((

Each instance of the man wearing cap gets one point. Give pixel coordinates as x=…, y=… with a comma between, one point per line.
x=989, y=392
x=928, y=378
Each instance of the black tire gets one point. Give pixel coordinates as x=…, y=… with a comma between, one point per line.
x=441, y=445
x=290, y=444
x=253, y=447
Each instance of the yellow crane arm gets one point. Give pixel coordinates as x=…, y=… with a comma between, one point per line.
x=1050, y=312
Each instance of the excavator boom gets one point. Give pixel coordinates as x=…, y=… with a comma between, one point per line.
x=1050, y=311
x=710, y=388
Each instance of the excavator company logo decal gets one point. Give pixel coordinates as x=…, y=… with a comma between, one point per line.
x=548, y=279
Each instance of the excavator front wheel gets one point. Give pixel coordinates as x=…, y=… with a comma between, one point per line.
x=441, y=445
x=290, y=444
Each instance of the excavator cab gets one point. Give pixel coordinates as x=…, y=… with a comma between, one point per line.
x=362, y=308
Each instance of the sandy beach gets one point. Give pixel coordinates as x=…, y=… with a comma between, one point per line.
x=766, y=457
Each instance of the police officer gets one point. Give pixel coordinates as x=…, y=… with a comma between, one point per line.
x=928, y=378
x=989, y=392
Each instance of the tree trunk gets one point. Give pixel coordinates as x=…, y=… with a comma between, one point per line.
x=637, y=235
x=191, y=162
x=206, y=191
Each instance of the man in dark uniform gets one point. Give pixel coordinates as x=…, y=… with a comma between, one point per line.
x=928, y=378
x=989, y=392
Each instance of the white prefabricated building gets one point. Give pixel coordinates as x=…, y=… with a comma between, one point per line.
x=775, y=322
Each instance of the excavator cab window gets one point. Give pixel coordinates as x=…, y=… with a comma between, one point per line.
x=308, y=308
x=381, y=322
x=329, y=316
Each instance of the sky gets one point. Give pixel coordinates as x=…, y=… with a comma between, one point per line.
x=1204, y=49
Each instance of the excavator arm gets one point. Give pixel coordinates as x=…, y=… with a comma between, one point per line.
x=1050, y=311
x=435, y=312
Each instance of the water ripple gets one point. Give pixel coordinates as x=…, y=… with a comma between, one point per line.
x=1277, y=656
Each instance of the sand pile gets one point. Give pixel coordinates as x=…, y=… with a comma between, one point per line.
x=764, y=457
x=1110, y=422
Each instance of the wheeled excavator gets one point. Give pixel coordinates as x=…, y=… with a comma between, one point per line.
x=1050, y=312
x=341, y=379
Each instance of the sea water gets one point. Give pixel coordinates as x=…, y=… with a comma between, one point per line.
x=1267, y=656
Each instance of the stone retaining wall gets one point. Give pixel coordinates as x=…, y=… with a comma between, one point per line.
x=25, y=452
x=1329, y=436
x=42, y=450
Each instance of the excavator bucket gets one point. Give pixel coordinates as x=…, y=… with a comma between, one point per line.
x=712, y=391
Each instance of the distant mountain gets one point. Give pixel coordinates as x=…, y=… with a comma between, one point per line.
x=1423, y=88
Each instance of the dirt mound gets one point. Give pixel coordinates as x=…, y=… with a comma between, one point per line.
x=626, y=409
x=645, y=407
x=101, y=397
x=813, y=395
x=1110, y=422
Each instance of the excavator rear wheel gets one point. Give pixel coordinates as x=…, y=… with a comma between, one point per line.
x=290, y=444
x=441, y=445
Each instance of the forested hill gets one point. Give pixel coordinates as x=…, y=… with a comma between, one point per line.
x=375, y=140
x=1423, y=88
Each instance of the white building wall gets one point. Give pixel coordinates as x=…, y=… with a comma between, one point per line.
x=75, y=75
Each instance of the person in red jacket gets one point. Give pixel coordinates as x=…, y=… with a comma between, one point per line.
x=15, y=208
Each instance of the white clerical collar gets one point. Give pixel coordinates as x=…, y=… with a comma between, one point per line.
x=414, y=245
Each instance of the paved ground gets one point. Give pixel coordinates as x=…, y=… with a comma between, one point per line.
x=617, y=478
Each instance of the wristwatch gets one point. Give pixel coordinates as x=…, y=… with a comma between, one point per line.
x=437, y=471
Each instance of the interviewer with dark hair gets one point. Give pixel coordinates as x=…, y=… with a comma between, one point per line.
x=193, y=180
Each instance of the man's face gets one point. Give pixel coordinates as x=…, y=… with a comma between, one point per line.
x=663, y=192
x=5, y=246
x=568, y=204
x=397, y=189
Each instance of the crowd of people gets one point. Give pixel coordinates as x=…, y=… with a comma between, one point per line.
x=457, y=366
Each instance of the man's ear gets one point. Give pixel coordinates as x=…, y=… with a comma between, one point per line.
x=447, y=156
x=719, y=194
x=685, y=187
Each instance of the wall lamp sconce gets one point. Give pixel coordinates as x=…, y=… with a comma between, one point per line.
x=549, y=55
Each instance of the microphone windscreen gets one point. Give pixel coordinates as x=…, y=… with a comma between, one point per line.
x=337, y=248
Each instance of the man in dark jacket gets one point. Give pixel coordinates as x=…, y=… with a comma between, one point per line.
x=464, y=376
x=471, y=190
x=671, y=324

))

Copy all of the items above again, word for word, keeping every line in the same order.

Each instance of the man wearing cap gets one point. Give pixel coordinates as x=…, y=… with a comma between, one point per line.
x=989, y=392
x=928, y=378
Each instance of the black tire gets one point. Give pixel coordinates as x=…, y=… with a comma between, one point per line.
x=441, y=445
x=290, y=444
x=253, y=447
Each instance of the yellow crane arm gets one point. Give pixel coordinates as x=…, y=… with a comma between, one point per line.
x=1050, y=312
Each instance of the excavator boom gets one point. Give pixel coordinates as x=…, y=… with a comma between, one point per line.
x=1050, y=311
x=710, y=388
Each instance of the excavator company logo decal gets one point. Give pixel coordinates as x=…, y=… with a comma between, one point per line.
x=548, y=279
Each instance of the excavator front wheel gets one point. Give pixel coordinates as x=…, y=… with a comma between, one point per line.
x=441, y=445
x=290, y=444
Each instance of the excavator cab gets one point. Give pixel coordinates as x=…, y=… with a comma between, one point per line.
x=362, y=308
Each instance of the sandy beach gets one point. Give pixel coordinates as x=…, y=… with a comma between, one point per line.
x=766, y=457
Each instance of the police officer gets one point. Give pixel coordinates as x=…, y=… with a comma between, one point per line.
x=928, y=378
x=989, y=392
Each instance of the tree trunk gets one point. Give pixel coordinates as x=…, y=… with a comma between, one point per line.
x=637, y=235
x=191, y=162
x=206, y=191
Each instance of the man in dark uniform gets one point. Give pixel coordinates as x=…, y=… with a comma between, one point per line.
x=928, y=378
x=989, y=392
Each instance of the white prefabricated building gets one point. Give pixel coordinates as x=…, y=… with a comma between, one point per line.
x=775, y=322
Each instance of the excavator cab window gets one point. Give pixel coordinates as x=…, y=… with a comma between, one point per line.
x=308, y=308
x=381, y=322
x=329, y=316
Each instance of the sky gets one point. Give pixel coordinates as x=…, y=… with a comma between, one point per line.
x=1204, y=49
Each instance of the excavator arm gets one point. Give pixel coordinates as x=…, y=… with a comma between, one point per line.
x=1050, y=311
x=435, y=312
Each instance of the water ripple gets one point. Give pixel coordinates as x=…, y=… with a comma between, one point per line.
x=1277, y=656
Each instance of the sand pile gets one point. Give pixel coordinates as x=…, y=… with a comma between, one point per line.
x=764, y=457
x=1110, y=422
Each instance of the wheeled excavator gets one point. Give pixel coordinates as x=…, y=… with a comma between, one point per line.
x=1050, y=312
x=341, y=379
Each instance of the sea water gets one point. Give pixel coordinates as x=…, y=… with a comma between, one point per line.
x=1267, y=656
Each instance of the stone retaining wall gets one point. Give pixel coordinates as x=…, y=… with a comma between, one point per line.
x=25, y=452
x=1329, y=436
x=42, y=450
Each instance of the excavator bucket gets one point. Give pixel coordinates as x=…, y=… with a comma between, one point per line.
x=712, y=391
Each instance of the distant mountain gets one point. Give pixel coordinates as x=…, y=… with a comma between, one point per line.
x=1423, y=88
Each instance of the dirt mound gets one point. Give pixel coordinates as x=…, y=… with a comma between, one point per line.
x=626, y=409
x=645, y=407
x=101, y=397
x=813, y=395
x=1110, y=422
Each instance of the excavator rear wheel gets one point. Give pixel coordinates as x=…, y=… with a comma between, one point per line.
x=290, y=444
x=441, y=445
Each instance of the forested hill gets one point. Give pixel coordinates as x=…, y=… with a comma between, one point per line.
x=375, y=140
x=1423, y=88
Each instance of the white building wall gets one point. Give pixel coordinates as x=…, y=… with a comma between, one point per line.
x=75, y=75
Each instance of the person in red jacket gets one point. Give pixel coordinates as x=…, y=… with a comma between, one point per line.
x=15, y=208
Each instance of the white clerical collar gets one point. Give pixel coordinates as x=…, y=… with a comma between, one point per line.
x=414, y=245
Each instance of the paved ground gets one point. Give pixel coordinates as x=…, y=… with a comma between, one point per line.
x=617, y=478
Each instance of the wristwatch gets one point. Give pixel coordinates as x=…, y=… with a comma between, one point per line.
x=437, y=471
Each instance of the interviewer with dark hair gets one point. Give pixel coordinates as x=…, y=… with a comma between, one point per line.
x=193, y=180
Each instance of the man's face gets one point. Give pixel coordinates as x=…, y=… with a comma between, one point per line.
x=663, y=192
x=5, y=246
x=568, y=204
x=397, y=189
Each instance of the crowd of people gets one point. Give pixel coordinates as x=…, y=… with a comma between, one point per line.
x=457, y=366
Each instance of the man's ear gets one point. Give pixel coordinates as x=…, y=… with a comma between, one point per line.
x=447, y=156
x=719, y=194
x=685, y=187
Each instance of the wall lamp sconce gets one point. Give pixel coordinates as x=…, y=… with a comma between, one point per line.
x=549, y=55
Each instance of the microphone windscreen gets one point. Give pixel coordinates as x=…, y=… with a comma between, one point per line.
x=337, y=248
Each instance of the man in dark jacket gets one point. Give pixel coordinates as x=…, y=… with a comma between, one point per line.
x=464, y=376
x=471, y=190
x=671, y=324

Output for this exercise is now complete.